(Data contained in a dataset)
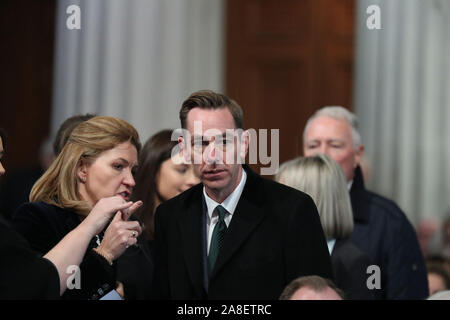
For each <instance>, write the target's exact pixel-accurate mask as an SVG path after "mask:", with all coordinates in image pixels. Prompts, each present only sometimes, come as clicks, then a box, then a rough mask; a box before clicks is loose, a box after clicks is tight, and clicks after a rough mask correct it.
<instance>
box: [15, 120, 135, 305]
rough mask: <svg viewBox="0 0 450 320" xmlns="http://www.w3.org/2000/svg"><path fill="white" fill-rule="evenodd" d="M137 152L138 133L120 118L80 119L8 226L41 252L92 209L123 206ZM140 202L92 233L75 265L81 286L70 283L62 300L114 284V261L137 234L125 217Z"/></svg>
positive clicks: (115, 215)
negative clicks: (93, 233)
mask: <svg viewBox="0 0 450 320" xmlns="http://www.w3.org/2000/svg"><path fill="white" fill-rule="evenodd" d="M139 150H140V142H139V136H138V133H137V131H136V130H135V129H134V128H133V127H132V126H131V125H130V124H129V123H127V122H126V121H124V120H121V119H117V118H113V117H94V118H92V119H90V120H88V121H85V122H83V123H81V124H80V125H78V126H77V127H76V128H75V129H74V130H73V131H72V133H71V135H70V137H69V139H68V141H67V143H66V145H65V146H64V148H63V149H62V151H61V153H60V154H59V155H58V157H57V158H56V160H55V161H54V162H53V164H52V165H51V166H50V167H49V169H48V170H47V171H46V172H45V173H44V175H43V176H42V177H41V178H40V179H39V180H38V181H37V182H36V184H35V185H34V186H33V188H32V190H31V194H30V203H26V204H24V205H22V206H21V207H20V208H19V209H18V210H17V211H16V213H15V215H14V218H13V227H14V228H15V229H16V230H17V231H18V232H19V233H21V234H22V235H23V236H24V237H25V238H26V239H27V240H28V242H29V243H30V245H31V246H32V248H33V249H34V250H36V251H38V252H40V253H41V254H44V253H46V252H48V251H49V250H50V249H51V248H52V247H54V246H55V244H56V243H58V242H59V241H60V240H61V239H62V238H64V237H65V236H66V235H67V234H68V233H69V232H71V231H72V230H74V229H75V228H76V227H77V226H78V225H80V223H81V222H82V221H84V220H85V219H86V218H88V217H89V216H90V215H92V214H93V213H94V211H95V210H103V211H105V212H107V211H110V210H111V208H117V207H118V206H122V205H126V203H129V202H130V201H129V200H130V195H131V192H132V190H133V187H134V185H135V182H134V178H133V173H134V171H135V170H136V168H137V164H138V163H137V161H138V160H137V159H138V152H139ZM130 205H131V204H130ZM141 205H142V202H141V201H137V202H136V203H134V204H132V205H131V206H129V207H128V208H125V209H123V210H118V211H117V212H115V214H114V217H113V219H112V221H111V222H110V223H109V224H108V226H107V228H106V230H104V232H100V233H99V234H96V235H95V236H94V237H92V239H91V241H90V243H89V245H88V250H87V252H86V254H85V255H84V257H83V260H82V262H81V264H80V270H81V273H80V280H81V286H77V285H76V283H74V284H75V286H74V288H73V289H71V290H66V292H65V293H64V295H63V298H67V299H99V298H101V297H102V296H103V295H105V294H106V293H108V292H109V291H111V290H112V289H116V288H117V283H116V276H115V260H116V259H117V258H118V257H119V256H120V255H121V254H122V253H123V252H124V251H125V250H126V249H127V248H128V247H129V246H131V245H133V244H135V243H136V241H137V237H138V235H139V234H140V233H141V232H142V229H141V227H140V225H139V223H138V222H136V221H128V218H129V217H130V215H131V214H132V213H133V212H134V211H135V210H136V209H137V208H138V207H140V206H141ZM118 290H119V292H120V291H121V286H119V288H118Z"/></svg>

→ **What this task involves**
Reproduce every line of the data above verbatim, leaving out the pictures.

→ **Result of this exercise**
For each <instance>, write the target's exact pixel-accurate mask as an SVG path after "mask:", with all coordinates in image pixels. Prompts, each present only sometimes, come as clicks, then a box, then a rough mask; a box before clicks is loose, a box after clicks is tight, and clicks after a rough mask correct it.
<instance>
box: [15, 120, 135, 305]
rough mask: <svg viewBox="0 0 450 320" xmlns="http://www.w3.org/2000/svg"><path fill="white" fill-rule="evenodd" d="M137 152L138 133L120 118L80 119L8 226L41 252L92 209L123 206ZM140 202L92 233L75 265L81 286L70 283L62 300L114 284V261L137 234L125 217Z"/></svg>
positive clicks: (115, 215)
negative clicks: (93, 233)
mask: <svg viewBox="0 0 450 320" xmlns="http://www.w3.org/2000/svg"><path fill="white" fill-rule="evenodd" d="M139 150H140V142H139V136H138V133H137V131H136V130H135V129H134V128H133V127H132V126H131V125H130V124H129V123H127V122H126V121H124V120H121V119H117V118H113V117H94V118H92V119H90V120H88V121H85V122H83V123H81V124H80V125H78V126H77V127H76V128H75V129H74V130H73V131H72V133H71V135H70V137H69V139H68V141H67V143H66V145H65V146H64V148H63V149H62V151H61V153H60V154H59V155H58V157H57V158H56V160H55V161H54V162H53V164H52V165H51V166H50V167H49V169H48V170H47V171H46V172H45V173H44V175H43V176H42V177H41V178H40V179H39V180H38V181H37V182H36V184H35V185H34V186H33V188H32V190H31V194H30V203H26V204H24V205H22V206H21V207H20V208H19V209H18V210H17V211H16V213H15V215H14V218H13V227H14V228H15V229H16V230H17V231H18V232H19V233H21V234H22V235H23V236H24V237H25V238H26V239H27V240H28V242H29V243H30V245H31V246H32V248H33V249H34V250H36V251H38V252H40V253H41V254H44V253H46V252H48V251H49V250H50V249H51V248H52V247H54V246H55V244H56V243H58V242H59V241H60V240H61V239H62V238H64V237H65V236H66V235H67V234H68V233H69V232H71V231H72V230H74V229H75V228H76V227H77V226H78V225H80V223H81V222H82V221H84V220H85V219H86V218H88V217H89V216H90V215H92V214H93V213H94V211H95V210H103V211H105V212H107V211H110V210H111V208H117V207H118V206H122V205H126V203H129V202H130V201H129V200H130V195H131V192H132V190H133V187H134V185H135V182H134V178H133V173H134V171H135V170H136V168H137V164H138V163H137V161H138V160H137V159H138V152H139ZM130 205H131V204H130ZM141 205H142V202H141V201H137V202H136V203H134V204H132V205H131V206H129V207H128V208H125V209H123V210H118V211H117V212H115V214H114V217H113V219H112V221H111V222H110V223H109V224H108V226H107V228H106V230H104V232H100V233H99V234H96V235H95V236H94V237H92V239H91V241H90V243H89V245H88V250H87V252H86V254H85V255H84V257H83V260H82V262H81V264H80V270H81V273H80V280H81V286H77V285H76V283H74V284H75V286H74V288H73V289H71V290H66V292H65V293H64V295H63V298H67V299H99V298H101V297H102V296H103V295H105V294H106V293H108V292H109V291H111V290H112V289H116V288H117V283H116V276H115V260H116V259H117V258H118V257H119V256H120V255H121V254H122V253H123V252H124V251H125V250H126V249H127V248H128V247H129V246H131V245H133V244H135V243H136V241H137V237H138V235H139V234H140V233H141V232H142V229H141V227H140V225H139V223H138V222H136V221H128V218H129V217H130V215H131V214H132V213H133V212H134V211H135V210H136V209H137V208H138V207H140V206H141ZM118 290H119V292H120V291H121V286H119V288H118Z"/></svg>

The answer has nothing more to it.